### OPDRACHTEN
a: Met hoeveel procent daalt het afzetareaal voor effluent in de periode augustus-november volgens de passage over de effluentregeling?
b: Vat de passage over de effluentregeling samen in twee zinnen.
c: Schrijf de passage over de effluentregeling verder vanaf de laatste zin.

### GESELECTEERDE PASSAGE
=====

VCM, het Vlaams Coördinatiecentrum Mestverwerking, heeft berekend dat, louter en alleen omwille van deze wijziging in de MAP6-effluentuitrijregeling, het afzetareaal voor effluent in de periode augustus-november daalt met 41% omdat na de oogst van de nitraatgevoelige teelten zoals aardappelen en maïs geen effluent meer kan opgebracht worden. Dit in vergelijking met de regels die golden in MAP5.

Biologische mestverwerkingsinstallatie

Dit zou volgens deze berekeningen resulteren in gemiddeld 1.700 ton effluent per biologische mestverwerkingsinstallatie dat extra in stock zal moeten blijven in de komende winterperiode. Ook een summiere bevraging onder de mestverwerkers bevestigt dat hierdoor bij een aanzienlijk aantal mestverwerkers een opslagtekort dreigt voor het effluent. Er was ook al bekend dat het gebruik van type 3 meststoffen op derogatiepercelen niet langer toegestaan is, in de periode vanaf 1 september t.e.m. 15 februari.

=====

### AANGELEVERDE GEGEVENS
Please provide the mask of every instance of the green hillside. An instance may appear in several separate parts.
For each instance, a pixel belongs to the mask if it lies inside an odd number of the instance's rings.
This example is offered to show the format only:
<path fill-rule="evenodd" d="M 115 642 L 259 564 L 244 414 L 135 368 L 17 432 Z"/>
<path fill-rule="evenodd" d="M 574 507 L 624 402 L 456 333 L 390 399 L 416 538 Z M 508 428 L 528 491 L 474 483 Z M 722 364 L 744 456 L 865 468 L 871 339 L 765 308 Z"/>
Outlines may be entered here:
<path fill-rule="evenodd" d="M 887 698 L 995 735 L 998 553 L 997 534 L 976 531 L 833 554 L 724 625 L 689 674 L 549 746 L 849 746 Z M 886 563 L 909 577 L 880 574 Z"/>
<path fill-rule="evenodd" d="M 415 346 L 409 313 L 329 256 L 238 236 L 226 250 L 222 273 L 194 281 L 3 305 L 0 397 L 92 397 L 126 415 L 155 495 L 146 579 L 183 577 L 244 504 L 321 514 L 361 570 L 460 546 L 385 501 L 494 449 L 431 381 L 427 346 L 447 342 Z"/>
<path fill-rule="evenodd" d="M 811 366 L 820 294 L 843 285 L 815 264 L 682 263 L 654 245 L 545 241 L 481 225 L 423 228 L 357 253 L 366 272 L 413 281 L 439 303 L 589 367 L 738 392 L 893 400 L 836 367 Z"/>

=====

### GEGEVEN ANTWOORDEN
a: Het afzetareaal daalt met 41% ten opzichte van de regels van MAP5.

b: Volgens berekeningen van VCM daalt het afzetareaal voor effluent in augustus-november door de gewijzigde MAP6-effluentuitrijregeling met 41% in vergelijking met MAP5, omdat na de oogst van nitraatgevoelige teelten zoals aardappelen en maïs geen effluent meer kan worden opgebracht. Dat zou gemiddeld 1.700 ton extra effluent in stock per biologische mestverwerkingsinstallatie betekenen in de komende winterperiode, en een summiere bevraging bevestigt dat een aanzienlijk aantal mestverwerkers een opslagtekort dreigt te krijgen.

c:
Op de website van de VLM werden de uitrijregeling voor effluent onlangs bijkomend aangepast. We vatten de mogelijkheden voor een eventuele najaarsbemesting met effluent hieronder kort samen. Voor een meer gedetailleerde uitleg (o.a. inzake bijkomende voorwaarden of doseringen) verwijzen we naar de betrokken websitepagina uitrijregeling. Zo wordt hieronder met “effluent” uitdrukkelijk effluent bedoeld dat voldoet aan de juiste voorwaarden om onder die bepaling te mogen gebruiken!

Blijvend grasland

Tussen 1/9 en 31/10 kan effluent in een beperkte hoeveelheid op niet-derogatiepercelen blijvend grasland opgebracht worden. Hetzelfde geldt voor de daaropvolgende periode van 16/1 tot en met 15/2.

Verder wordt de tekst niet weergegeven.